Exercise prompt: In the article on Ontario's gas plant controversy, what total cost did last week's special report find for cancelling the plant on the border of Toronto and Mississauga?

Excerpt:
━━━━━━━━━━━━━━━━━━━━━━━━━━━━━━
Ontario PCs would put crosshairs on NDP with non-confidence vote on gas plant controversy

Ontario’s new Liberal government may be brought down by old problems, as their Progressive Conservative counterparts seek to topple infant-Premier Kathleen Wynne on the province’s continuing gas plant controversy.

Party sources told the Canadian Press that Tim Hudak’s party would seek a vote of non-confidence in the Liberal government on the grounds that it has failed to address the cost of two gas plants cancelled ahead of the 2011 provincial election.

A special report found last week that the cancelling a gas plant under construction on the border of Toronto and Mississauga will cost the government a total of $275 million.

The government had previously claimed it would cost $190 million, although CBC reports that Wynne says the auditor's report calculates the cost of a longer period of time.

This was just the latest fuel used to attack the government over the long-running controversy. Another report is being done on the cost of another cancelled plant in Oakville.
━━━━━━━━━━━━━━━━━━━━━━━━━━━━━━
Provided material:
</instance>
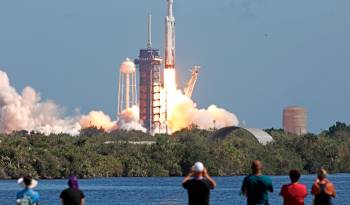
━━━━━━━━━━━━━━━━━━━━━━━━━━━━━━
Exercise result: $275 million.